- Occupations: Librarian; reformer; advocate;

= Maria Chavez-Hernandez =

American librarian & educator (1950–2008)

Maria Chavez-Hernandez (1950 – March 19, 2008) was an American librarian, educator, and advocate for information and library access for immigrant and underserved populations.

==Personal life and education==
Chavez-Hernandez was born in Managua, Nicaragua, and became the oldest of 11 children. She received her bachelor's degree in psychology from the University of Puerto Rico (1972), a Master of Library Science from the University of Pittsburgh (1979), and her Ph.D. in Library Science and Information Studies from Florida State University (1991). She worked as a librarian in Puerto Rico and Florida.

She married Miguel Hernandez and had three daughters. In 2008, she died of cancer.

==Librarianship==
Chavez-Hernandez was an active member of the Florida Library Association, the Association for Library and Information Science Education (ALISE), the National Education Association (NEA), and the National Association to Promote Library Services to Latinos and the Spanish Speaking (REFORMA). She worked as a Library and Information Science professor at Florida State University until her death. Her tenure at Florida State University focused on her work with immigrant populations.

Problem to solve: Continue the biography of Maria Chavez-Hernandez from its last sentence. The rows after this biography are separate material, unrelated to it.

Data:
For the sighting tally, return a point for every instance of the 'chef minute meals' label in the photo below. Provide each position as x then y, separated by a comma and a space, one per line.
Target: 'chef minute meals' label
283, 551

...

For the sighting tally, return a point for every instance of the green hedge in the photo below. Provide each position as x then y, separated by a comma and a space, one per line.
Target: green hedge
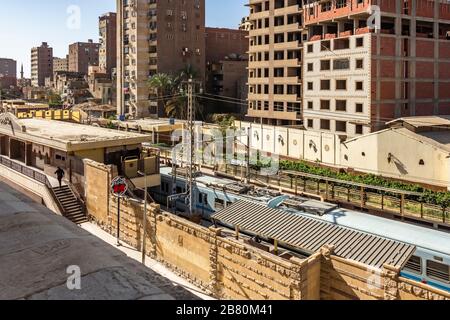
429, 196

Result below:
===Contributions to the Florida Association for Volunteer Action in the Caribbean and the Americas===
Chavez-Hernandez volunteered as FAVACA's Internet consultant for five years, during which time she worked on connecting information repositories, improving Internet skills, and improving student access to information in Belize. In the Dominican Republic, she developed a research center and a cultural center for children. While in the Dominican Republic, she worked closely with President Leonel Fernández, who was interested in having her consult with the country's national library service. In Nicaragua, she gave workshops on how to better utilize Internet searching. Specifically, she worked on the following projects.
- Library Science Focus on Dominican Republic Training
- Fundacion Sur Futuro Builds Sustainable Programs
- Dominican Republic Receives Library Science Training
- Florida Information Specialists Train Belizean Counterparts
- Florida Information Specialists Guide Library Development in Belize
- Professor Offers Computer Skills in her Native Nicaragua

==Legacy==
The Florida Library Association created an award to honor Dr. Chavez-Hernandez. Specifically, the award is the "Maria Chavez-Hernandez Libraries Change Peoples Lives Award" to celebrate the "dynamic spirit of her work in expanding the opportunities of information access to under-served and immigrant populations" by rewarding librarians who have "made a demonstrably positive and big difference in the lives of Florida's library users."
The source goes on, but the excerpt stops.